Copy out only those lines running from the line with "subject: chacma baboon" to the end of the listing, keeping each one exactly as it is.

(Items from a data source)

________________________________________

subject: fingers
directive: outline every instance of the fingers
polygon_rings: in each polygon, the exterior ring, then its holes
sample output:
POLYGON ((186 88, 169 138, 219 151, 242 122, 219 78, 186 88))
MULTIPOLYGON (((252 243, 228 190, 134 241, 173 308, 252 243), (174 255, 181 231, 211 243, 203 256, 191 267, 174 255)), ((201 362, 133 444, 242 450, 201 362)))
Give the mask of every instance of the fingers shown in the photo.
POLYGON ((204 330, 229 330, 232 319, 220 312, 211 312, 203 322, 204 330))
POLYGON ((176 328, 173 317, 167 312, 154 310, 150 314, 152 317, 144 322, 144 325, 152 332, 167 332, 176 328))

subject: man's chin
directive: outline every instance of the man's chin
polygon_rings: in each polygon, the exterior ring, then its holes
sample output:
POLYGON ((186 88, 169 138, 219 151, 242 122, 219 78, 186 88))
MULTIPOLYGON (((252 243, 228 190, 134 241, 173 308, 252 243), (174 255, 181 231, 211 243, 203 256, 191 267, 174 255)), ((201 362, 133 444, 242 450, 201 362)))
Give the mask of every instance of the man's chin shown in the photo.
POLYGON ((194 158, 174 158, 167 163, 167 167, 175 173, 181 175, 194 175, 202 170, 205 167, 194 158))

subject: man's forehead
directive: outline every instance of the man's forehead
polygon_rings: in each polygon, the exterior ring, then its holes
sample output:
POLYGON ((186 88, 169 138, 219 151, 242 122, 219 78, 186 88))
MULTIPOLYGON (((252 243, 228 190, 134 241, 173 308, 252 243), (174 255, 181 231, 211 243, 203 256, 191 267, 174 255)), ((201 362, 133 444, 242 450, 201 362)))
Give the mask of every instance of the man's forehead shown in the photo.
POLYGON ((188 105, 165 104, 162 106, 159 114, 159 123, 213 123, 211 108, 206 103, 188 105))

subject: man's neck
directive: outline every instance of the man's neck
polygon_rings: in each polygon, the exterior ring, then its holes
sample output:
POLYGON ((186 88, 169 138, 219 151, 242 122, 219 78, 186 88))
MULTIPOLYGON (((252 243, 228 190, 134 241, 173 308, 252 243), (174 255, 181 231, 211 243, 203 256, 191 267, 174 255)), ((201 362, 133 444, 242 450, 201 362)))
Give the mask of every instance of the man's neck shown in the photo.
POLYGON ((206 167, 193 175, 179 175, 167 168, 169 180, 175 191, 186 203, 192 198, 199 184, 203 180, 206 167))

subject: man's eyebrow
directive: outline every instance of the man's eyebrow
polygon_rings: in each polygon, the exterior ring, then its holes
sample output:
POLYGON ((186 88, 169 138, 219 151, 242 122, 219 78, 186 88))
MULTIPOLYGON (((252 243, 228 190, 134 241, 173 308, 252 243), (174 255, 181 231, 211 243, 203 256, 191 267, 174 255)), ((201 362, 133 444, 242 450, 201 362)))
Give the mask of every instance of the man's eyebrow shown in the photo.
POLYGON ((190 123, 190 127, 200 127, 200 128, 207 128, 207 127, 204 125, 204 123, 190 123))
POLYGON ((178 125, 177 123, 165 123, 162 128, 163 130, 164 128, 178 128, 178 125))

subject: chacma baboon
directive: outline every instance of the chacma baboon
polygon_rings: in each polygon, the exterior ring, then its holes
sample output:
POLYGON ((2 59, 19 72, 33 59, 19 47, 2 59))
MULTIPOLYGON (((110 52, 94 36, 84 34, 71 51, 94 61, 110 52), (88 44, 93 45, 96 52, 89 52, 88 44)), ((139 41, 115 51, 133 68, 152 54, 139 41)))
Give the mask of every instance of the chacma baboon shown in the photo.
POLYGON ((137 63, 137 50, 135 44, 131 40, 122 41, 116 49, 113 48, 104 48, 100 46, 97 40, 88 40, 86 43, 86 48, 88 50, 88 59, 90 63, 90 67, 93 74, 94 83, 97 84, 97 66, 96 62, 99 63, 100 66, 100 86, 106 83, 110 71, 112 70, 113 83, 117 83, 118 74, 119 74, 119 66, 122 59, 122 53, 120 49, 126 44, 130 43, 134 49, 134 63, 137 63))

________________________________________

→ **WRITTEN ANSWER**
subject: chacma baboon
directive: outline every instance of the chacma baboon
polygon_rings: in each polygon, the exterior ring, then its holes
sample output:
POLYGON ((2 59, 19 72, 33 59, 19 47, 2 59))
MULTIPOLYGON (((110 52, 94 36, 84 34, 71 51, 94 61, 110 52), (88 44, 93 45, 96 52, 89 52, 88 44)), ((139 41, 115 51, 133 68, 152 54, 139 41)))
Give the mask of every instance of the chacma baboon shown in the photo.
POLYGON ((137 63, 137 50, 135 44, 131 40, 122 41, 116 49, 113 48, 104 48, 100 46, 97 40, 88 40, 86 43, 86 48, 88 50, 88 59, 90 63, 90 67, 93 74, 94 83, 97 84, 97 66, 96 62, 99 63, 100 66, 100 86, 106 83, 110 71, 112 70, 113 83, 117 83, 118 74, 119 74, 119 66, 122 59, 122 53, 120 49, 126 44, 130 43, 134 49, 134 63, 137 63))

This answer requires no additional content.